It’s an interesting thing to see how you’ll react the first time you have to call someone from maintenance to repair something, or how you’ll respond if/when you accidentally forget to pay a bill. How hard you fight when everything starts pushing against you. You will surprise yourself and suddenly find out the kind of adult that the childhood version of you grew up to be.

Some nights you will get texts from other friends or see pictures online of everyone eating meals together and you will feel the sting of not being there. There are responsibilities you carry now: work, school, freelance, bills, groceries, laundry.

It will hurt. You will learn to sit with yourself in the pain of working through loneliness and it will hurt. You will reflect on all the times in your life when you weren’t alone. You will regret all the times you chose to be alone when you could have called on others. Because now you don’t always have the choice.

You will think about the movie you went to see by yourself years ago, how you bragged that you were so independent. You will think about the person who told you, I would have gone with you” and you will hate your youthful pride. The pain of wishing they could say that to you now will settle deep into your bones.

You will put up your first very own Christmas tree and it will make you squeal with joy. You will be proud of it. But no one will will stand next to you to share that joy. You will sit alone and you will learn something beautiful about yourself in that moment. 

You love Christmas. You love trees. You love making things beautiful. Beauty can and should still be enjoyed alone, you’ll learn that a lot. You will instantly remember all the times in your youth when you acted like Christmas and decorating was an inconvenience. When you had other things you needed or wanted to do and you will realize that you never want to be that person again. You never want to be the person who thinks celebrating comes too early and who hurries to get it over with.
━━━━━━━━━━━━━━━━
» **SHORT TASK A**
Answer these questions about the passage on living alone:
(i) What responsibilities does it list?
(ii) What did you go to see by yourself years ago?
(iii) What do you put up for the first time that makes you squeal with joy?

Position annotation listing
━━━━━━━━━━━━━━━━
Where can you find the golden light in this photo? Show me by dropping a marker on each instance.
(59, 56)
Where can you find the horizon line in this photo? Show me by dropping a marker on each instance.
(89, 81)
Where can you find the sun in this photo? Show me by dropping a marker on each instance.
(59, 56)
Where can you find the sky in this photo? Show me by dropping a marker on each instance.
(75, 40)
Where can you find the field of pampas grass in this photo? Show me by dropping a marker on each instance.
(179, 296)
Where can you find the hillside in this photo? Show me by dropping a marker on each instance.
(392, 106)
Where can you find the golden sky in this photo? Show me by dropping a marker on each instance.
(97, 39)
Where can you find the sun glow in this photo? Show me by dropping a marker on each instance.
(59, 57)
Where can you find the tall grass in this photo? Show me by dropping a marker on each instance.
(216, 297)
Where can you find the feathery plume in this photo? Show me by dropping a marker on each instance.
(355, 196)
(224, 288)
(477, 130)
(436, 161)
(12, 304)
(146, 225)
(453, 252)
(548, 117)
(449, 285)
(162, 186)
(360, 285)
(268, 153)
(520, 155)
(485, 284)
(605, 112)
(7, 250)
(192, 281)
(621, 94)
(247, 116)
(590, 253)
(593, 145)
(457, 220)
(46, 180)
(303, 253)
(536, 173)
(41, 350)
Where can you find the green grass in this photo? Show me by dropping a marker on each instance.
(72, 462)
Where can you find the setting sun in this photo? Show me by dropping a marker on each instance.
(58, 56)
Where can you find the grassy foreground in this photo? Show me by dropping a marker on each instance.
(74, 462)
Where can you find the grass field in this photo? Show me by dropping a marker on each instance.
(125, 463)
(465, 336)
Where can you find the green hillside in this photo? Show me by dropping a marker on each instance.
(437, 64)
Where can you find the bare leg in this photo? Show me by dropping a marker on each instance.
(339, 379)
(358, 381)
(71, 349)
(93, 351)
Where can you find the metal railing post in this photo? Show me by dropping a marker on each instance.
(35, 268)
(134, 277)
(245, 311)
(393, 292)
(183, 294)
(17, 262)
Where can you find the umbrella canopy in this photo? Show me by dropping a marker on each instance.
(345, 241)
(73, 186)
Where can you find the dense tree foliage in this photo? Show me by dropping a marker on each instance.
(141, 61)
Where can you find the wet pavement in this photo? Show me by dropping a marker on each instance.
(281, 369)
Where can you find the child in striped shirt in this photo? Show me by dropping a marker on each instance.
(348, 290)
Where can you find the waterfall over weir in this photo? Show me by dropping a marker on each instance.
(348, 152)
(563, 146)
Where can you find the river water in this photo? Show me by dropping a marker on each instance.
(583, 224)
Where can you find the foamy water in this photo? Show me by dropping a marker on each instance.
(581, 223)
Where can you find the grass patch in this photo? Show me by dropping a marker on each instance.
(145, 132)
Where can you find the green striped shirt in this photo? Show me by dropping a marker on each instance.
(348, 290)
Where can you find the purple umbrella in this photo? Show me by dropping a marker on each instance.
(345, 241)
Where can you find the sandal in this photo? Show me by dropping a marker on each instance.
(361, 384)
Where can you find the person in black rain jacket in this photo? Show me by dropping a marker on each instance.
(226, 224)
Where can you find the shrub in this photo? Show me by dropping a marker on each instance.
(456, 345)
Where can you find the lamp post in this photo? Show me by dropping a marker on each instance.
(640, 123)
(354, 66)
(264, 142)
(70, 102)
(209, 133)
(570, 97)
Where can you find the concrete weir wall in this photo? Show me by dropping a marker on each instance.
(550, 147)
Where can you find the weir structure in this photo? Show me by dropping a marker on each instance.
━━━━━━━━━━━━━━━━
» **SHORT TASK B**
Please rewrite the listing from the line with "Where can you find the shrub" through the end of the listing, renaming "photo" to "image" and changing nothing else.

» **WRITTEN RESPONSE A**
(i) Work, school, freelance, bills, groceries, laundry.
(ii) A movie.
(iii) Your first very own Christmas tree.

» **WRITTEN RESPONSE B**
Where can you find the shrub in this image? Show me by dropping a marker on each instance.
(456, 345)
Where can you find the lamp post in this image? Show me by dropping a marker on each instance.
(640, 123)
(354, 66)
(264, 142)
(70, 102)
(209, 133)
(570, 97)
Where can you find the concrete weir wall in this image? Show me by dropping a marker on each instance.
(550, 147)
Where can you find the weir structure in this image? Show me by dropping a marker on each instance.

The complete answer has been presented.